(YOUR OBJECTIVE): Write out the records from the line with "Where can you see the maroon jersey" to the line with "point(237, 480)", keeping every line. Multiply both coordinates of each point listed under a "Markers:" line by 2.25, round to whole numbers with halves going up, and leave all other numbers unchanged.

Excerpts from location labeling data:
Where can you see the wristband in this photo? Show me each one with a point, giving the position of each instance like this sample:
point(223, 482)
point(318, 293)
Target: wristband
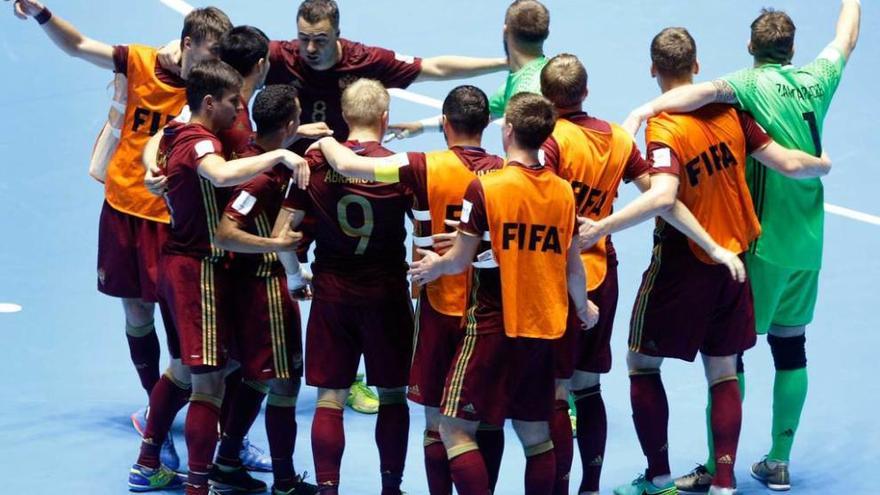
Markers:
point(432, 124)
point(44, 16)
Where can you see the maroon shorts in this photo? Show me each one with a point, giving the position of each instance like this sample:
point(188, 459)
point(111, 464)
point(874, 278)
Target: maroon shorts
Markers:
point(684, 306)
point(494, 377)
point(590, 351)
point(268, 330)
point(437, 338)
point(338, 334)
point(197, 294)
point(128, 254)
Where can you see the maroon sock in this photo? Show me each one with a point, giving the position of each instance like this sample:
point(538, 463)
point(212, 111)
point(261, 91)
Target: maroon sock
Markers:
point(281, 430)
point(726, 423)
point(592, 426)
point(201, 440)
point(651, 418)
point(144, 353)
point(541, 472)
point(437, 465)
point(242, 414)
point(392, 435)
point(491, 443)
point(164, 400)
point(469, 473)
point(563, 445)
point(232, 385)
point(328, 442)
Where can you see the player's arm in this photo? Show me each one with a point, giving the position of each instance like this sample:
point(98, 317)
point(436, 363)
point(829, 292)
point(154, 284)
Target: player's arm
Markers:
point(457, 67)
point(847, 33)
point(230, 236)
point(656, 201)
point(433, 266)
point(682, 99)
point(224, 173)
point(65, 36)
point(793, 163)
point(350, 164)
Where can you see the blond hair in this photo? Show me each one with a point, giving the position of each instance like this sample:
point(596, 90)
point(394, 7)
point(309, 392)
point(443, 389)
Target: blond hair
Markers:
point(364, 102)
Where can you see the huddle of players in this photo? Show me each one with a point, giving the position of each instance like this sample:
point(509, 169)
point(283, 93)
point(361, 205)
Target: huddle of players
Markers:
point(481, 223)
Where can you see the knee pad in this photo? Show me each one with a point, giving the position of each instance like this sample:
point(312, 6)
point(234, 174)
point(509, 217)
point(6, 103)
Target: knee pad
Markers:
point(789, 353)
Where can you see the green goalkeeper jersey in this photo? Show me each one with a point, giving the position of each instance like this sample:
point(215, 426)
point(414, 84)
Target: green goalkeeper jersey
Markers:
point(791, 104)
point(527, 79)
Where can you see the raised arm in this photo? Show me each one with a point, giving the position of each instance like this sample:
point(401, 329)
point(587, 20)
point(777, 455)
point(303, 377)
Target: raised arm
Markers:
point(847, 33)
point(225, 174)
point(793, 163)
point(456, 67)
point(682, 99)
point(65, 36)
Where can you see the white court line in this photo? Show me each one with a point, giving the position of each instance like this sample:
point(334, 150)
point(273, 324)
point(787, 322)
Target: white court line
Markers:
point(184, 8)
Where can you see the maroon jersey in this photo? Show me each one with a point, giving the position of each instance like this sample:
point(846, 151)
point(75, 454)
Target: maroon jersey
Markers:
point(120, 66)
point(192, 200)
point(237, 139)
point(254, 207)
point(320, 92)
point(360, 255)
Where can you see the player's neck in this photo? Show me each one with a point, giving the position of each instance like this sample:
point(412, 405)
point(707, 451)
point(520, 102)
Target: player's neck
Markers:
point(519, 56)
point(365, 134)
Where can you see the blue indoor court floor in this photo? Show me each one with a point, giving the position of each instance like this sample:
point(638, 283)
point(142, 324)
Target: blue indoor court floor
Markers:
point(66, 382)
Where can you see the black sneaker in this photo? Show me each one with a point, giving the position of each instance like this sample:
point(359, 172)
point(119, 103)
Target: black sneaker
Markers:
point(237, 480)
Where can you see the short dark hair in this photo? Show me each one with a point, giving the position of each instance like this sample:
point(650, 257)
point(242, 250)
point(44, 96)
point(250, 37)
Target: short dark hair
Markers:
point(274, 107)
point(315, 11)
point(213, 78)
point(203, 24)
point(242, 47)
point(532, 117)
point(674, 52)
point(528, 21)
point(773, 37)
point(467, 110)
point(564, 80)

(ANSWER):
Where can you see the maroon jersey in this photo? Show me each one with a point, giving the position of each instance like this sample:
point(846, 151)
point(75, 454)
Target: maroon jersey
Markers:
point(270, 149)
point(432, 450)
point(533, 313)
point(572, 466)
point(720, 207)
point(810, 574)
Where can you see the player's neck in this photo? Show me each one with a point, giving the position of each instance like this sample:
point(412, 405)
point(707, 451)
point(520, 102)
Target: player's neck
Markers:
point(1168, 126)
point(821, 302)
Where can you see the blue indoor court floor in this photo? Show me each one with a point, giving the position of each instance like this sample:
point(638, 283)
point(142, 324)
Target: blue indoor court floor
Markers:
point(149, 860)
Where can you see the black sneaker in this photo? Show me each one with a point, giving the position of each instance like this sample:
point(359, 172)
point(119, 103)
Target: black sneaker
Markers:
point(533, 1080)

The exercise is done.